Could you transcribe the whole listing, keeping every line exactly the same?

⟨

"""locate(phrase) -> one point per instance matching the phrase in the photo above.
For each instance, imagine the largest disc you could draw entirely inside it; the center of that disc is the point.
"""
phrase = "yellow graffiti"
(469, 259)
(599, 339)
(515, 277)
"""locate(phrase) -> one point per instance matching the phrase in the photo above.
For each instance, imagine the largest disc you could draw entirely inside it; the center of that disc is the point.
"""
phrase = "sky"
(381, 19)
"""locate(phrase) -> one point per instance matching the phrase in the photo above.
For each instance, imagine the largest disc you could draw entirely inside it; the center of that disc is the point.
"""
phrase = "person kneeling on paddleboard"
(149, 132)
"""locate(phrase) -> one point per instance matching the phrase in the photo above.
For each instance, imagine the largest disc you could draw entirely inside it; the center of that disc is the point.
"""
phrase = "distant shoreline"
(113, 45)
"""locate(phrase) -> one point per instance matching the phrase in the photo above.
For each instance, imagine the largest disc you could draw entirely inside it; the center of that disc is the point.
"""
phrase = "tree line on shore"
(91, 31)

⟩

• [THE ANSWER]
"""locate(phrase) -> one point per instance matching the phrase in the photo above.
For each instance, imagine the largest disc you could draw entirely inside it; the center of that disc is the point.
"""
phrase = "yellow graffiti"
(469, 259)
(599, 339)
(515, 277)
"""locate(phrase) -> one point per instance matching the phrase in the photo above.
For each instance, imagine the largest disc you could draw entirely inside it; the center of that disc is the point.
"""
phrase = "sky"
(381, 19)
"""locate(phrase) -> one point per instance matching the phrase in the photo above.
For each instance, imagine the largest disc you could draw entirely inside it; the center of that disc is the point.
"""
phrase = "person kneeling on paddleboard"
(149, 132)
"""locate(phrase) -> one point per instance matching the phrase in the photo above.
For each instance, imagine the largest disc you could draw entirely inside it; the center of that disc is the point.
"""
phrase = "distant shoreline"
(113, 45)
"""locate(phrase) -> one point per instance matching the phrase in the photo above.
For each instance, imagine the largest disc you could draw entirely inside it; the center of that disc is the point.
"""
phrase = "tree line on shore"
(91, 31)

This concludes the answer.